Documento =
..............................

Caetano cantando Caetano deixou em êxtase coletivo a multidão da Praça Guadalajra no último sábado. Palco nu, apenas os rapazes da banda em seus postos, um dos pés suspensos, ele dá início com a seminal A bossa nova é foda, arrancando o primeiro coro da plateia. Tensiona o público, mas logo vai da aspereza apaixonada da primeira música para a delicadeza lírica de Coisa linda.
O novo disco é executado quase que integralmente. Mas em alguns momentos, clássicos de outros Caetanos ganham leitura mais hard com a guitarra de Pedrinho Sá e a bateria de Marcelo Callado.Triste Bahia, ganha densidade roqueira, noisy, quase psicodélica, como se não tivesse pertencido à Transa, mas ao radical álbum Araçá Azul. Recônvexo ganha afagos ásperos da guitarra de Pedro Sá.

..............................

Dados extraídos =
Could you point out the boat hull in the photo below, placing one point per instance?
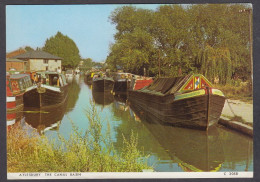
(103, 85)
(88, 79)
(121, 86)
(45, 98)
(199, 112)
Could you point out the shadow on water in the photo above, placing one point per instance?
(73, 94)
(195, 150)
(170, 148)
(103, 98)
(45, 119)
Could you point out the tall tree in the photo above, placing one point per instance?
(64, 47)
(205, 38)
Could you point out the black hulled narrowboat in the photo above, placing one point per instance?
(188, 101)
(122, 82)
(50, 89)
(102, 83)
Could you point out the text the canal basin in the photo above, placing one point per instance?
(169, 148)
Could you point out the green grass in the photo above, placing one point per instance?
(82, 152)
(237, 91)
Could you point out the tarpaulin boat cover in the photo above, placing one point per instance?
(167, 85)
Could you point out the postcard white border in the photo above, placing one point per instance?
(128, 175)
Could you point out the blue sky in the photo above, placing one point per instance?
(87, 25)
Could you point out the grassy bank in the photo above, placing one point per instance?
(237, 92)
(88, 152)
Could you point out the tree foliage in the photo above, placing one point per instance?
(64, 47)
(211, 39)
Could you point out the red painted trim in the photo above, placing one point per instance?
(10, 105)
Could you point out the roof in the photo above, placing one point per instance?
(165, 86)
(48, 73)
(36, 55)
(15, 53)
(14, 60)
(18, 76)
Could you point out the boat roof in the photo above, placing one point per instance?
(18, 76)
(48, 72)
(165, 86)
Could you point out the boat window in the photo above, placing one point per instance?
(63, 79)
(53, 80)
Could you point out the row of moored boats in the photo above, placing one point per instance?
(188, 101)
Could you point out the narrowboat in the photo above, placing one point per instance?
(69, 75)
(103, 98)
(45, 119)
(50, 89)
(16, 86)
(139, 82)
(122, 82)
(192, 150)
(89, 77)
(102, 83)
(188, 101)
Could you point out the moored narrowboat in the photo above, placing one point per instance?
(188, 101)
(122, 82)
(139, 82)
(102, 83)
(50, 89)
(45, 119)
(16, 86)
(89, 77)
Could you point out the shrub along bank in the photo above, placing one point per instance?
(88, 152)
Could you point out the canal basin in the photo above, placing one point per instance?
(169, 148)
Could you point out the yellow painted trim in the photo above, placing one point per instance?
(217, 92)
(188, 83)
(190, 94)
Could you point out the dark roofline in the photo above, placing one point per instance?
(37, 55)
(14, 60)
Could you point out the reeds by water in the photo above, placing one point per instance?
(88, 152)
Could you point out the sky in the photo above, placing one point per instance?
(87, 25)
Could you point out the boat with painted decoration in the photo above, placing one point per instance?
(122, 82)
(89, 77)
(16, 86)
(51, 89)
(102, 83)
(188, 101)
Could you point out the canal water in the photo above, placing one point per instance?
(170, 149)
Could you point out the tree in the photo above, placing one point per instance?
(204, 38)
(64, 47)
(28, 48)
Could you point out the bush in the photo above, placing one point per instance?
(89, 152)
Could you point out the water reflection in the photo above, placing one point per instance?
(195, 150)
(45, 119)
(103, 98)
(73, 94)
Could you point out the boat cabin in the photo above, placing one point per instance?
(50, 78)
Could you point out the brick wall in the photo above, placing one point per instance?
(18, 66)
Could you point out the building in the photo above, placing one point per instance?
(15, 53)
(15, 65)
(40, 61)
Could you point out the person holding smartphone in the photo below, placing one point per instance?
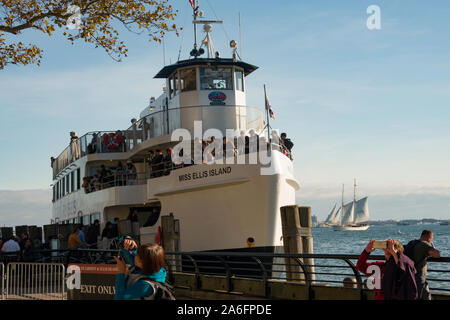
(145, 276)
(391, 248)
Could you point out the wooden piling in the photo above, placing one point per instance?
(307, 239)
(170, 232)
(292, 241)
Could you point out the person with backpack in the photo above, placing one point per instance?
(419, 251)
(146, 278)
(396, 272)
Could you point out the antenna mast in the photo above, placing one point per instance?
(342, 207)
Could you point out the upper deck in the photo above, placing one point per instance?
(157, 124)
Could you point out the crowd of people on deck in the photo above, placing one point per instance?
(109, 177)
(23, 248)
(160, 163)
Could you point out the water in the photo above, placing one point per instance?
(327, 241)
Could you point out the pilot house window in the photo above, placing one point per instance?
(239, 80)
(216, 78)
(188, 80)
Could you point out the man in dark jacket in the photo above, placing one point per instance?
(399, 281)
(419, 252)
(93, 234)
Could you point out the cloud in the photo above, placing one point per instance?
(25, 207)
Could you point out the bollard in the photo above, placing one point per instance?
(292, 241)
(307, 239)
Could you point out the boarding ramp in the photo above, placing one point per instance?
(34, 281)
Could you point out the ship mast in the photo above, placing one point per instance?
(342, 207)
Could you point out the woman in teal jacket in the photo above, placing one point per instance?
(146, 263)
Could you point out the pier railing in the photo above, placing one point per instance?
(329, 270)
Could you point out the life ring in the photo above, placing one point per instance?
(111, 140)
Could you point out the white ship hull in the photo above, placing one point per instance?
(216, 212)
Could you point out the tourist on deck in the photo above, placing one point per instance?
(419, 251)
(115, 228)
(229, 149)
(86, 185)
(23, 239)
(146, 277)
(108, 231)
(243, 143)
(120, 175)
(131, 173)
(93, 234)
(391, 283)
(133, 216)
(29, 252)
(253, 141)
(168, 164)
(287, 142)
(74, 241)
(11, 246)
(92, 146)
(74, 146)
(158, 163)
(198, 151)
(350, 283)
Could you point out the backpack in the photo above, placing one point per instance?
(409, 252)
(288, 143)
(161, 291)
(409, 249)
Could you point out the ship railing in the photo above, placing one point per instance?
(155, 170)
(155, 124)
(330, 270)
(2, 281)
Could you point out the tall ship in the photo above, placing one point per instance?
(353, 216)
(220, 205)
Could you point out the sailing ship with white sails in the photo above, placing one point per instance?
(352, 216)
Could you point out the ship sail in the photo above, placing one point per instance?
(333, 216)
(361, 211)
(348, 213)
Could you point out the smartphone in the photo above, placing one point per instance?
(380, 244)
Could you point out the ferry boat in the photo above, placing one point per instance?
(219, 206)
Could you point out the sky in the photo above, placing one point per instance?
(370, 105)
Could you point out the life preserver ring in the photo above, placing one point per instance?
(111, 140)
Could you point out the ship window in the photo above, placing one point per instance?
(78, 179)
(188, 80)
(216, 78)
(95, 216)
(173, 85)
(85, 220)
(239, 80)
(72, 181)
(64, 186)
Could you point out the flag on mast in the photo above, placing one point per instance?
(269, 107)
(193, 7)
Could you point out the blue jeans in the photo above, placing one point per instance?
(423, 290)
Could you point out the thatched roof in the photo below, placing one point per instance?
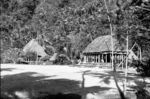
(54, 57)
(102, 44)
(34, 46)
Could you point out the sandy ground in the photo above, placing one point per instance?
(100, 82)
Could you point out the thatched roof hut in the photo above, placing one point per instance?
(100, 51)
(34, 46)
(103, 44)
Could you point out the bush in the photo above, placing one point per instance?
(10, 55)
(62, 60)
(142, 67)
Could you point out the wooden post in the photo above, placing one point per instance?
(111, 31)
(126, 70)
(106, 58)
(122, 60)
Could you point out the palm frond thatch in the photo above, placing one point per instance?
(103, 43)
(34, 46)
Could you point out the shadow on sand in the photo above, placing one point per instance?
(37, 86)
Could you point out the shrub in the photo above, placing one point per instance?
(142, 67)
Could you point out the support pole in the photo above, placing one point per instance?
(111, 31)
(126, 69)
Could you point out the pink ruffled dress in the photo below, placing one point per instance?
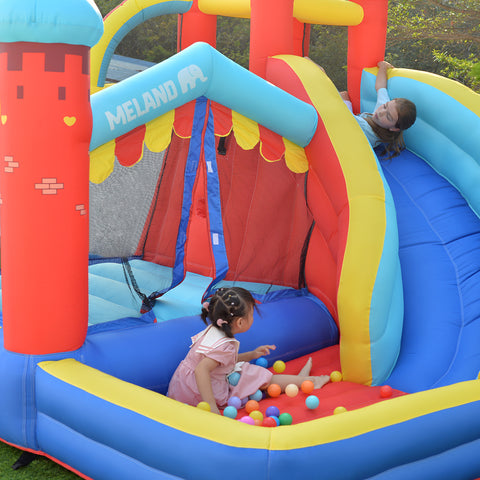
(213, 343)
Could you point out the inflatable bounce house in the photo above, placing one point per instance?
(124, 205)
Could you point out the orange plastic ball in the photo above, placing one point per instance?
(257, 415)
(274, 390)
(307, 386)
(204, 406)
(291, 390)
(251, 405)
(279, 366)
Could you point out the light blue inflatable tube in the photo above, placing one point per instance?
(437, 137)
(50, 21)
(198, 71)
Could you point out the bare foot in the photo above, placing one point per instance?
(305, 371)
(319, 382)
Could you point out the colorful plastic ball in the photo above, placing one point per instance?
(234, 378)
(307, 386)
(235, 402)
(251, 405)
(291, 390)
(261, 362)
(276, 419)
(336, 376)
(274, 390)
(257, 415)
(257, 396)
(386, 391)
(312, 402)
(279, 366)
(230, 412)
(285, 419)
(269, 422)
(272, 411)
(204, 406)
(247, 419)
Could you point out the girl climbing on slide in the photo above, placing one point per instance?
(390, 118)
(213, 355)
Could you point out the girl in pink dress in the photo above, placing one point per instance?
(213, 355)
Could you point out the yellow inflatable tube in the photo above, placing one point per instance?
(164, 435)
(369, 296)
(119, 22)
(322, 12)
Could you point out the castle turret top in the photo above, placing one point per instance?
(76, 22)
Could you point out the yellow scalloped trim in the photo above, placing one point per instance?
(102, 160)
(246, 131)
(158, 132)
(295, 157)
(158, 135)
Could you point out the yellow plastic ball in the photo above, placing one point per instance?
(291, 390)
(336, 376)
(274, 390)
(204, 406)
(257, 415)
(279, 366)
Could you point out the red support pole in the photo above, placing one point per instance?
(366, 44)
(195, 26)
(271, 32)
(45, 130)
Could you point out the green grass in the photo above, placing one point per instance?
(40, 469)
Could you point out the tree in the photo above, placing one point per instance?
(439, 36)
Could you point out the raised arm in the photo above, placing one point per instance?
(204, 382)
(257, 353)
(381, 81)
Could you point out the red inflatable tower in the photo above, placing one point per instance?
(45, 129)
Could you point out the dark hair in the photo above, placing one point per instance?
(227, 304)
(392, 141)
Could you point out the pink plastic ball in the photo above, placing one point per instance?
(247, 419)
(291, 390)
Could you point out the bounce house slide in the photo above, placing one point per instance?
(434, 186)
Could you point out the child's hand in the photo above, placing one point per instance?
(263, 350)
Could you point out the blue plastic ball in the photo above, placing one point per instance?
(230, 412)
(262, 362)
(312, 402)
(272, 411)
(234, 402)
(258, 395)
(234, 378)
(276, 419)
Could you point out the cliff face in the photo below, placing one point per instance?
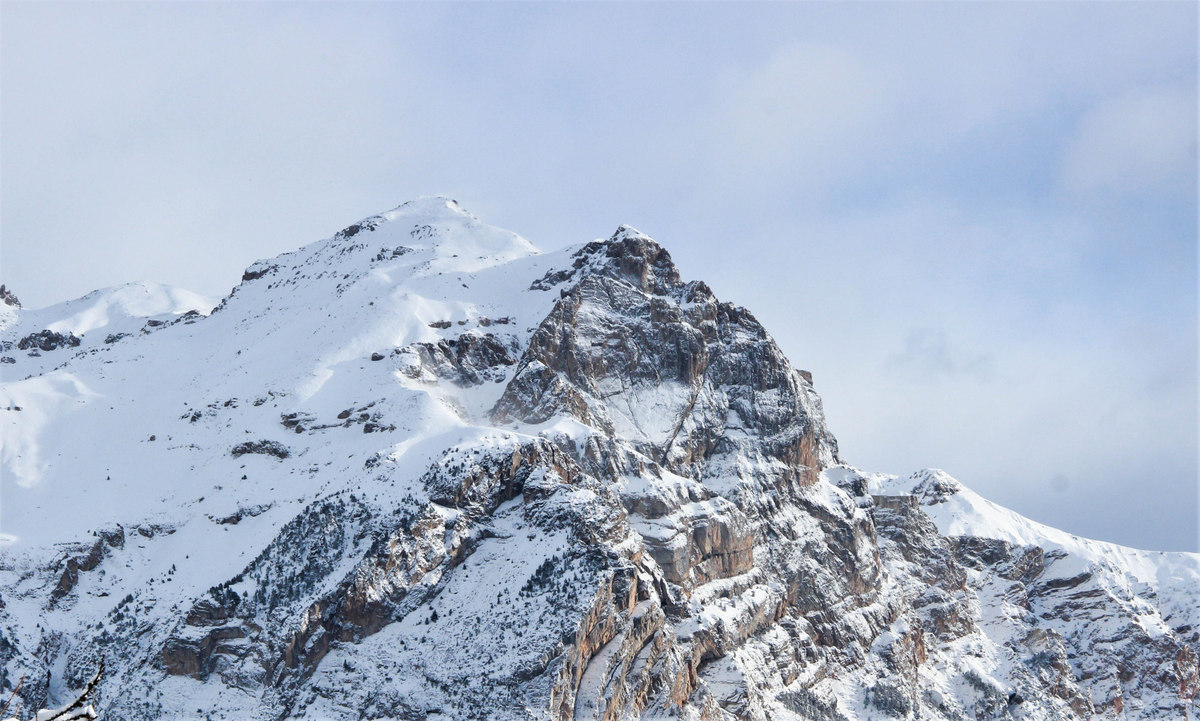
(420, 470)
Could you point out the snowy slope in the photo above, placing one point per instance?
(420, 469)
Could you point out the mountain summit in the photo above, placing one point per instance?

..............................

Objetivo 1 =
Segundo o texto sobre o show de Caetano, qual música abre a apresentação?
Objetivo 2 =
Por favor, prossiga com o texto sobre o show de Caetano a partir do ponto em que ele termina.

Resultado 1 =
A apresentação abre com A bossa nova é foda.

Resultado 2 =
Já no final, o amigo Arto Lindsay que estava nos bastidores depois de ter tocado com a Orquestra Contemporânea de Olinda subiu ao palco e, com as antinotas de sua guitarrasa, desconstruiu a radiofônica Você não entende nada. Em Eclipse oculto, simulou tirar a blusa e não ecomomizou nos gestos sexualizados - aliás, o recurso à sexualização da performance, de Ney à Karina Buhr, tem marcado presença na Guadalajara.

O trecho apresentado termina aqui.